● Exercise material
_ _ _ _ _
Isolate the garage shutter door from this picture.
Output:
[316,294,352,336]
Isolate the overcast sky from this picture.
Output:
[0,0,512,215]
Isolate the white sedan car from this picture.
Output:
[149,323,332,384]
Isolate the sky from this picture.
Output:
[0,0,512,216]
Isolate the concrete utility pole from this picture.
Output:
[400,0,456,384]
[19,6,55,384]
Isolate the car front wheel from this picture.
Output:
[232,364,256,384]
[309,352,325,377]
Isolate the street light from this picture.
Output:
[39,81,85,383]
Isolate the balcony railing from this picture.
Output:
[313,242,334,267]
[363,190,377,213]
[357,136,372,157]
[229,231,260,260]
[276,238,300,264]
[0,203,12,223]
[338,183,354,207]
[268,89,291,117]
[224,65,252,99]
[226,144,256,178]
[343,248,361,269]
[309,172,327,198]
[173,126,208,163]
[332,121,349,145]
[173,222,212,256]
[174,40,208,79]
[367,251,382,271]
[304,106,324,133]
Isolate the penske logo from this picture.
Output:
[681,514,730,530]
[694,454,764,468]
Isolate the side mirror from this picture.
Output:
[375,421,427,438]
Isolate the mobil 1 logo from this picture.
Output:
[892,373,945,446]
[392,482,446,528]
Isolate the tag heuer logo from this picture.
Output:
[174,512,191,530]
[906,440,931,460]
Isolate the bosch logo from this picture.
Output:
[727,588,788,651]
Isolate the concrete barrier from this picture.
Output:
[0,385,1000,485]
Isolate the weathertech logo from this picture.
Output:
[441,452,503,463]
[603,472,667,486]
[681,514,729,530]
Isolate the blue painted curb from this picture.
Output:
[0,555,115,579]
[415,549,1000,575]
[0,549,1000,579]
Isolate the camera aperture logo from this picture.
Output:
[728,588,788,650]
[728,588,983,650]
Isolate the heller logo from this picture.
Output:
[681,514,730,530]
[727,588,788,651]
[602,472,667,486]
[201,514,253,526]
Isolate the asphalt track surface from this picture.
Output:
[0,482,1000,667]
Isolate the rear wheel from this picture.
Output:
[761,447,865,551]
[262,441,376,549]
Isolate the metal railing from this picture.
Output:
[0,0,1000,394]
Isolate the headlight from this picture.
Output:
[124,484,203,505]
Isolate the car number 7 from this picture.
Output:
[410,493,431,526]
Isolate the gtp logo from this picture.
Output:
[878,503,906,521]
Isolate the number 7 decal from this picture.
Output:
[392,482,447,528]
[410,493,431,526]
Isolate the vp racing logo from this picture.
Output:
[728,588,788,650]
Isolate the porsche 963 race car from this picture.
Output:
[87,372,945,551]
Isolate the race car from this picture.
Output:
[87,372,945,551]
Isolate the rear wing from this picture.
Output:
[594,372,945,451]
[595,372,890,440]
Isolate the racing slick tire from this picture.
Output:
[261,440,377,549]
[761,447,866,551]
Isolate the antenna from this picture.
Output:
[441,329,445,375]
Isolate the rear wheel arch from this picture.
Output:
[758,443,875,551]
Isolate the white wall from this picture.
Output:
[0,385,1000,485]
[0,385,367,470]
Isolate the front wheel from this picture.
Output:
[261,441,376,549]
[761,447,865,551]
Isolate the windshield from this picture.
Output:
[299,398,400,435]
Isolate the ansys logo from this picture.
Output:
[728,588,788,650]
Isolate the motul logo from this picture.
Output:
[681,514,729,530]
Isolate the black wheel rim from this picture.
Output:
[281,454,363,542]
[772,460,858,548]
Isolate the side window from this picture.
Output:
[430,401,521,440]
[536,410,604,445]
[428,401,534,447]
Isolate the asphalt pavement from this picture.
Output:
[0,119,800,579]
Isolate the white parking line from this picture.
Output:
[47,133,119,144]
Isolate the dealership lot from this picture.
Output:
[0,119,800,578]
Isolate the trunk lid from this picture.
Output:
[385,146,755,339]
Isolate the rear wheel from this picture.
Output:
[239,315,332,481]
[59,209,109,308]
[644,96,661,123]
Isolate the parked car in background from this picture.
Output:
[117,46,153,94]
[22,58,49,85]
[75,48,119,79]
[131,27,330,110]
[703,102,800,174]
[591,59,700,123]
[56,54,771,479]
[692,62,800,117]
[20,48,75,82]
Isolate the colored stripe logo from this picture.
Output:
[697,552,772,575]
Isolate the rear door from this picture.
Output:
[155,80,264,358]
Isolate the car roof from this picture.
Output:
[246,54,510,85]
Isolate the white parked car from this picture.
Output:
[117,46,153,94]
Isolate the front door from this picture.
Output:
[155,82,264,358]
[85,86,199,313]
_ _ _ _ _
● Exercise prompt
Collect every line of the records above that contains the word "number".

● Full output
Isolate the car number 7 from this picture.
Isolate the number 7 decal from this picture.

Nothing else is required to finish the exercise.